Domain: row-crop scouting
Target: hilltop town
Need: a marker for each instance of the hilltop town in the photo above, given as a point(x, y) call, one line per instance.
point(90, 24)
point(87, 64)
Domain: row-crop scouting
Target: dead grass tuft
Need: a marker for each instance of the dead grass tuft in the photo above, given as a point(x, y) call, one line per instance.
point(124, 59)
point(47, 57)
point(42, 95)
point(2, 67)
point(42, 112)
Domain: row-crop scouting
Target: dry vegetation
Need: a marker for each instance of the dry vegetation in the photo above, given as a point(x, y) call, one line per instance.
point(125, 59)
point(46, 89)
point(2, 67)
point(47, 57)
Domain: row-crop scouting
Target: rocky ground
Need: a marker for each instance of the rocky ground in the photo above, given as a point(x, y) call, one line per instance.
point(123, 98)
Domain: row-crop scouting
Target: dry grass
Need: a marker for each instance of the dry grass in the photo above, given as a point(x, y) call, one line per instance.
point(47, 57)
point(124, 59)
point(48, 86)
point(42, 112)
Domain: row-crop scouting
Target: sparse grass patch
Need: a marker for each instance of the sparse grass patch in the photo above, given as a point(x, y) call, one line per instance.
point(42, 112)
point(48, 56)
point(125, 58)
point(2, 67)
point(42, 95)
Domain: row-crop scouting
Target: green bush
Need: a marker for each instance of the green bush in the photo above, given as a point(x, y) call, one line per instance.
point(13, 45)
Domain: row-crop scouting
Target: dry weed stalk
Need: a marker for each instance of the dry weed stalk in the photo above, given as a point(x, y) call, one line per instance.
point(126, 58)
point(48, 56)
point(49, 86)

────────────────────

Pick out and copy every line of the data above that contains the word "hilltop".

■ WRITTEN ANSWER ■
Target: hilltop town
Need: a marker for each instance of the hilltop town in the photo above, given as a point(x, y) call, one line per instance.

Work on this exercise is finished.